GOAL 1: In the neutron star problem, how long did the original star take to complete one rotation?
GOAL 2: Please condense the paragraph of the neutron star problem that begins "Under some circumstances" into a short bulleted list that keeps its main facts.

SELECTED PASSAGE:

** Begin **

Question

Under some circumstances, a star can collapse into an extremely dense object made mostly of neutrons and called a neutron star. The density of a neutron star is roughly 1014 times as great as that of ordinary solid matter. Suppose we represent the star as a uniform, solid, rigid sphere, both before and after the collapse. The star's initial radius was 7.0x10^5 km (comparable to our sun); its final radius is 16 km .If the original star rotated once in 35 days, find the angular speed of the neutron star.

** End **

SUPPLIED MATERIAL:
** Begin **

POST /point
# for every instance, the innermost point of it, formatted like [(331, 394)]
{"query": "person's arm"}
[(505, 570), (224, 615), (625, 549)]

** End **

CORRECT RESPONSE 1: The original star rotated once in 35 days.

CORRECT RESPONSE 2:
- A star can collapse into a neutron star, an extremely dense object made mostly of neutrons.
- A neutron star is far denser than ordinary solid matter.
- The star is treated as a uniform, solid, rigid sphere both before and after the collapse.
- Initial radius: 7.0x10^5 km (comparable to the sun); final radius: 16 km.
- The original star rotated once every 35 days.
- The task is to find the neutron star's angular speed.